YOUR TASK:
Repeat the following lines word for word, leaving nothing out and changing nothing.

[Start RECORDS FOR PROCESSING]

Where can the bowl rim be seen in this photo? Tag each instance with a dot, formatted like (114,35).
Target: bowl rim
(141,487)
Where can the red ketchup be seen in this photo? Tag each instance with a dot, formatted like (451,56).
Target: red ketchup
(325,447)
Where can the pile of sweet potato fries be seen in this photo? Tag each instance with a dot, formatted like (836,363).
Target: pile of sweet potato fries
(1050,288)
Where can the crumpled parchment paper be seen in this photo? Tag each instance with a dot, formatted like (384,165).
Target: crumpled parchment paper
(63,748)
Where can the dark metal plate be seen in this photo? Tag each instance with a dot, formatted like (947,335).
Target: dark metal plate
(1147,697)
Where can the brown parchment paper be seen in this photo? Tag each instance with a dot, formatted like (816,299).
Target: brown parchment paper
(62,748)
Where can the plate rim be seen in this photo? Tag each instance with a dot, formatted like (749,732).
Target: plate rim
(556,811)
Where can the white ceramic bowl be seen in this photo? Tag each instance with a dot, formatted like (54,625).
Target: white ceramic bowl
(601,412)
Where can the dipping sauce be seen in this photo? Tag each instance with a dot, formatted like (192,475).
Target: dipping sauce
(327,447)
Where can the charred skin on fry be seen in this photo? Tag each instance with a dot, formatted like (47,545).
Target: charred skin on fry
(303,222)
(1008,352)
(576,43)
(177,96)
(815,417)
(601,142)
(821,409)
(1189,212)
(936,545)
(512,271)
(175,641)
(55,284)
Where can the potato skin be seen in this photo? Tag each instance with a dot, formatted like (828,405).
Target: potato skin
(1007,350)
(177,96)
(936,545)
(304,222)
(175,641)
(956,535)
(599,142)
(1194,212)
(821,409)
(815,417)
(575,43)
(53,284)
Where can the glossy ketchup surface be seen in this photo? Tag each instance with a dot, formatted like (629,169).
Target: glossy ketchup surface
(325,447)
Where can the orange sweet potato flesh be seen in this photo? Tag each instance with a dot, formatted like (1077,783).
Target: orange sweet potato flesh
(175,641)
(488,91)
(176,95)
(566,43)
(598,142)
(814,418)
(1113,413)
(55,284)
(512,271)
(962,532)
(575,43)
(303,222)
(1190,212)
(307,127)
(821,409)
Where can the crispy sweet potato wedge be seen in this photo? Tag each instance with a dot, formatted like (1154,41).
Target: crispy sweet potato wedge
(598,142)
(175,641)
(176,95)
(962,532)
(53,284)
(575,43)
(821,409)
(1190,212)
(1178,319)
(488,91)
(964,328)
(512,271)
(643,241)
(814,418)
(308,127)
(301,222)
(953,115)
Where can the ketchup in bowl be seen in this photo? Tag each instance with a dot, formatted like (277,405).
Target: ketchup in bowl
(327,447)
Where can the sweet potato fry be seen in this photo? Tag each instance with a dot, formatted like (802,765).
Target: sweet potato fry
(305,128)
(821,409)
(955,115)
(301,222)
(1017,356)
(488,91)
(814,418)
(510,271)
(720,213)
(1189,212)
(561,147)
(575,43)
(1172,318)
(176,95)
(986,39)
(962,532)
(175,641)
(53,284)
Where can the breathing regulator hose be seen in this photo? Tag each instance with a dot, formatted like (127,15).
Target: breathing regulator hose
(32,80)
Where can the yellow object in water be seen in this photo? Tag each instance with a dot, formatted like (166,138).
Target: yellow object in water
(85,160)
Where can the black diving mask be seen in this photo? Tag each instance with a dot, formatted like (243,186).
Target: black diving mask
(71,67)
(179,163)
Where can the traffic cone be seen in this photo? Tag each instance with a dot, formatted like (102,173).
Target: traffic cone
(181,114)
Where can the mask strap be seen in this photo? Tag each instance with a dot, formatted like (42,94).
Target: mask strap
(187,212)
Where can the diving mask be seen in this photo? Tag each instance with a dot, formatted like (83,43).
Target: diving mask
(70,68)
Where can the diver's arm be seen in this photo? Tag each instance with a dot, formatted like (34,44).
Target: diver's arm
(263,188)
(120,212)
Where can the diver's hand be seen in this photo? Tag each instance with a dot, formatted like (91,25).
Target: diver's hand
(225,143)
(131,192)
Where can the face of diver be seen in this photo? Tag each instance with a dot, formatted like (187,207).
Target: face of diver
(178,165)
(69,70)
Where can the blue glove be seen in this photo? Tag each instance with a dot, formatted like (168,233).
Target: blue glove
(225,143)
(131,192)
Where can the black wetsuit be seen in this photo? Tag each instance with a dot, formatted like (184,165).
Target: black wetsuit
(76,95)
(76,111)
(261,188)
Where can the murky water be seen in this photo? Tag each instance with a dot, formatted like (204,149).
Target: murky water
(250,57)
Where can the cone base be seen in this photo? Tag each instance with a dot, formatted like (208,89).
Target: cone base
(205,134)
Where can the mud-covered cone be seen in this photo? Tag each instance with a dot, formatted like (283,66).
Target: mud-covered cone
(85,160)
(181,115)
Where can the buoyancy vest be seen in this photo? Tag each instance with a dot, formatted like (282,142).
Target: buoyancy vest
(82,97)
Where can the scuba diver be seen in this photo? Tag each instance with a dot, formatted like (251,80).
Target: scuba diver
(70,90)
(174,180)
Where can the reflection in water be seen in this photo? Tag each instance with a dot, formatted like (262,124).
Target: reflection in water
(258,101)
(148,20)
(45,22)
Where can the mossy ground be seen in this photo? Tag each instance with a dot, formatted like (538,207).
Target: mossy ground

[End RECORDS FOR PROCESSING]

COMPLETE OUTPUT:
Where can the bowl rim be seen in this photo? Tag each instance with a dot, formatted like (114,35).
Target: bowl rim
(141,487)
Where can the red ketchup be seen in this photo? Tag each instance with a dot, formatted like (451,56).
Target: red ketchup
(325,447)
Where can the pile of sweet potato fries be seen in this photo? Tag each instance with a dot, formatted like (836,363).
Target: pile of sweet potato fries
(1050,288)
Where can the crumpled parchment paper be seen in this photo? Tag each instance with a dot, formatted like (384,165).
Target: crumpled parchment paper
(63,748)
Where can the dark metal plate be seen in this photo? Tag each instance with a dot, formatted like (947,335).
Target: dark metal plate
(1147,697)
Where can the brown parchment paper be seen in this photo? Tag each instance with a dot, formatted like (816,299).
Target: brown parchment paper
(62,748)
Where can the plate rim be seen in this photo? Tag each instance with a dot, formatted like (749,732).
Target: plate rim
(556,811)
Where can the white ceramic bowl be seen in this photo? Tag each instance with a dot, formatted like (54,625).
Target: white ceramic bowl
(601,412)
Where can the dipping sauce be seen in this photo? Tag each instance with a dot, formatted like (192,475).
Target: dipping sauce
(327,447)
Where can the charred skin on fry be seen in this photo? Tag each instance with a dot, formatted like (47,545).
Target: charred skin on fry
(303,222)
(1008,352)
(576,43)
(177,96)
(815,417)
(601,142)
(821,409)
(1189,212)
(936,545)
(512,271)
(175,641)
(55,284)
Where can the potato skin be seen in this photo? Tag each instance with a dot, formatted like (828,405).
Target: potato skin
(1007,350)
(177,96)
(936,545)
(304,222)
(175,641)
(956,535)
(599,142)
(1194,212)
(821,409)
(815,417)
(575,43)
(53,284)
Where can the glossy ketchup surface be seen in this photo? Tag each instance with a dot, formatted like (629,169).
Target: glossy ketchup surface
(325,447)
Where can the orange sweet potato flesh be seen in this photo? Tag each instance with a dot, formatted like (1077,783).
Target: orange sweet potato flesh
(175,641)
(488,91)
(176,95)
(566,43)
(598,142)
(814,418)
(1113,413)
(55,284)
(512,271)
(962,532)
(575,43)
(303,222)
(1190,212)
(307,127)
(821,409)
Where can the crispy sweet potato wedge be seen in this photo? Tag each instance with a dot, formatted like (1154,41).
Target: crispy sweet potato wedge
(598,142)
(175,641)
(176,95)
(962,532)
(53,284)
(575,43)
(821,409)
(1190,212)
(1178,319)
(488,91)
(964,328)
(512,271)
(643,241)
(814,418)
(308,127)
(301,222)
(953,115)
Where can the ketchup in bowl be seen in this photo? Tag each instance with a dot, formatted like (277,405).
Target: ketchup in bowl
(327,447)
Where can the sweet potato fry be seen in this photo? Tag each instance with a dot, formatted like (802,765).
Target: sweet potato fry
(305,128)
(821,409)
(955,115)
(301,222)
(1017,356)
(488,91)
(814,418)
(510,271)
(720,213)
(1189,212)
(561,147)
(575,43)
(1172,318)
(176,95)
(986,39)
(962,532)
(175,641)
(53,284)
Where can the breathing regulator hose be seen in this photo? Tag each instance with a dot, formatted like (127,15).
Target: breathing regulator hose
(32,80)
Where can the yellow object in water be seen in this photo? Tag each instance with a dot, formatted like (166,138).
Target: yellow object in water
(85,160)
Where can the black diving mask be seen in this photo? Tag each instance with a dot, formatted like (243,186).
Target: black diving mask
(71,67)
(179,163)
Where can the traffic cone be seen in this photo? Tag each instance with a dot, formatted like (102,173).
Target: traffic cone
(181,114)
Where can the mask strap be seen in this photo? Tag each instance with a dot, formatted like (42,94).
Target: mask strap
(187,212)
Where can the diving mask be seen in this photo? Tag each instance with a dot, formatted like (83,43).
Target: diving mask
(70,68)
Where can the diver's arm be seen in this photo? Tag each instance with a dot, formatted like (34,44).
Target: diver's arm
(263,188)
(120,212)
Where can the diver's hand be seen in this photo? Tag each instance with a dot, formatted like (91,25).
Target: diver's hand
(225,143)
(131,192)
Where can the face of diver be seen in this photo? Tag each instance with a dot, formatted like (187,207).
Target: face of diver
(178,165)
(69,70)
Where can the blue glove be seen in this photo? Tag each instance with a dot, formatted like (168,233).
Target: blue glove
(225,143)
(131,192)
Where can the black wetsuit be seen in this photo? Tag each instance with a dot, formatted like (184,165).
Target: black wetsuit
(76,95)
(76,111)
(261,188)
Where can the murky water be seen in this photo? Tag each instance with a dot, formatted like (204,149).
Target: murky water
(250,57)
Where can the cone base be seen in this photo? Tag each instance with a dot, formatted like (208,89).
Target: cone base
(205,134)
Where can the mud-covered cone be seen in this photo? Tag each instance with a dot, formatted like (283,66).
Target: mud-covered cone
(85,160)
(181,115)
Where can the buoyancy vest be seen in this photo? Tag each instance with a dot, formatted like (282,142).
Target: buoyancy vest
(82,97)
Where can the scuba diver be seen in this photo? Tag each instance with a dot, formatted like (251,80).
Target: scuba diver
(70,90)
(174,180)
Where can the reflection in water be seen in this photo? Tag each instance with a dot, formatted like (262,124).
Target: reflection in water
(258,101)
(148,20)
(45,22)
Where can the mossy ground be seen in this photo? Tag each instance with a dot, formatted like (538,207).
Target: mossy ground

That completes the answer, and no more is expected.